▶ SUPPLIED DATA:
· · · ·

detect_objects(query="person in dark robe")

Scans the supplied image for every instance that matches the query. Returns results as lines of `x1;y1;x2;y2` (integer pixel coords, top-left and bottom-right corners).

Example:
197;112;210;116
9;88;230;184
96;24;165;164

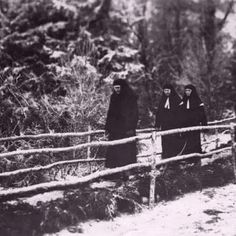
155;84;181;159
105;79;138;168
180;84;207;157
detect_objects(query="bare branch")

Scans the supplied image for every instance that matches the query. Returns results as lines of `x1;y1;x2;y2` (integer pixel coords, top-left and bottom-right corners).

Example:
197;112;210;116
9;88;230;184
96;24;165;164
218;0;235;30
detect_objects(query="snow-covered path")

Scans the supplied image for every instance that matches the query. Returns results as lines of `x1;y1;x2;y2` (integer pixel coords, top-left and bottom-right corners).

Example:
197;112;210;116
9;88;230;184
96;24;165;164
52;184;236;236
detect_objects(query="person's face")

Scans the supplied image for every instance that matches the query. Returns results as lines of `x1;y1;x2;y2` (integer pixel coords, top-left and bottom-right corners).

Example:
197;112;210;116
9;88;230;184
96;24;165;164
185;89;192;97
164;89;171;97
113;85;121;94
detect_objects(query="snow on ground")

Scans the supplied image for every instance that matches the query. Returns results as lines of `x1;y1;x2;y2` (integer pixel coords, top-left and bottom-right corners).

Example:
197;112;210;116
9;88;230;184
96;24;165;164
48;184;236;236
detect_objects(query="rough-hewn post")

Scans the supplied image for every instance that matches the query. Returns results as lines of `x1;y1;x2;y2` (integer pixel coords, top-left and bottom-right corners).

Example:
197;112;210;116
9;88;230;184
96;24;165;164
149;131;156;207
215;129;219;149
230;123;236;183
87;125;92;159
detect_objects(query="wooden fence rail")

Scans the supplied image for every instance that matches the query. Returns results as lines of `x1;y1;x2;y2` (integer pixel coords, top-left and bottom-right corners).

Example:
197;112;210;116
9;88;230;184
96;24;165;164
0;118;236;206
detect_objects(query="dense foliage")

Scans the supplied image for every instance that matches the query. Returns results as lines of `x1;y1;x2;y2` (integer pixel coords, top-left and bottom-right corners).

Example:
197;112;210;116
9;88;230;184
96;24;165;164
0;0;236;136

· · · ·

Reproduce the lines starting at the beginning of the records and ending at the line that contains "113;85;121;94", requests included, with 13 added to every coordinate in the answers. Leave the pictures out.

▶ WRITTEN RESPONSE:
detect_objects(query="person in dark robe")

Scans the supplied image for every instance that matches the query. Returns results as lines of `x1;y1;x2;y2` (integer pixel coords, top-left and bottom-right corners).

Example:
197;112;210;116
9;88;230;184
96;24;165;164

168;97;194;172
118;92;151;181
193;97;220;170
detect_objects(query="bare branch")

Scans the supplied image for every instance that matches the query. Returns results as lines of `x1;y1;x2;y2` (integer pixel coords, top-left and bottom-right corners).

Example:
197;112;210;116
9;88;230;184
96;24;165;164
231;13;248;43
detect_objects(query="snow-covered path")

Scans the supplied image for every instance that matches the query. Returns results as lines of `x1;y1;x2;y2` (integer pixel coords, top-left and bottom-right corners).

Example:
197;112;210;116
9;88;230;184
96;24;165;164
65;197;249;249
detect_objects(query="person's face")

Scans the supplied image for every instance that matches the query. Returns results as lines of `x1;y1;x2;y2` (integer pixel coords, top-left and bottom-right corners).

Example:
197;112;210;116
9;88;230;184
96;24;165;164
198;102;205;110
177;102;184;110
126;98;134;107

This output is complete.